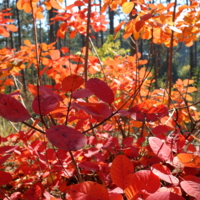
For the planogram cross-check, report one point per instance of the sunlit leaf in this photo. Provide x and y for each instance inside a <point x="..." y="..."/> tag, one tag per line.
<point x="66" y="138"/>
<point x="72" y="82"/>
<point x="139" y="25"/>
<point x="12" y="110"/>
<point x="191" y="185"/>
<point x="143" y="182"/>
<point x="5" y="178"/>
<point x="100" y="89"/>
<point x="127" y="7"/>
<point x="160" y="149"/>
<point x="55" y="4"/>
<point x="121" y="167"/>
<point x="148" y="111"/>
<point x="88" y="191"/>
<point x="164" y="173"/>
<point x="189" y="160"/>
<point x="164" y="196"/>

> **Objective**:
Render the material above as a JSON list of strings, with one string for each line and blank lines omitted. Leave the picture out.

> **Correct answer**:
[
  "For the planogram cross-check, report one point per instance of the sunlit leaf in this photo. Provide x and y for each instance inside a <point x=\"...\" y=\"...\"/> tag, one tag per line.",
  "<point x=\"66\" y=\"138\"/>",
  "<point x=\"72\" y=\"82\"/>",
  "<point x=\"139\" y=\"25\"/>",
  "<point x=\"12\" y=\"110\"/>",
  "<point x=\"191\" y=\"185\"/>",
  "<point x=\"143\" y=\"182\"/>",
  "<point x=\"5\" y=\"178\"/>",
  "<point x=\"100\" y=\"89\"/>",
  "<point x=\"127\" y=\"7\"/>",
  "<point x=\"160\" y=\"149\"/>",
  "<point x=\"55\" y=\"4\"/>",
  "<point x=\"121\" y=\"167\"/>",
  "<point x=\"148\" y=\"111\"/>",
  "<point x=\"88\" y=\"191\"/>",
  "<point x=\"164\" y=\"173\"/>",
  "<point x=\"189\" y=\"160\"/>",
  "<point x=\"164\" y=\"196\"/>"
]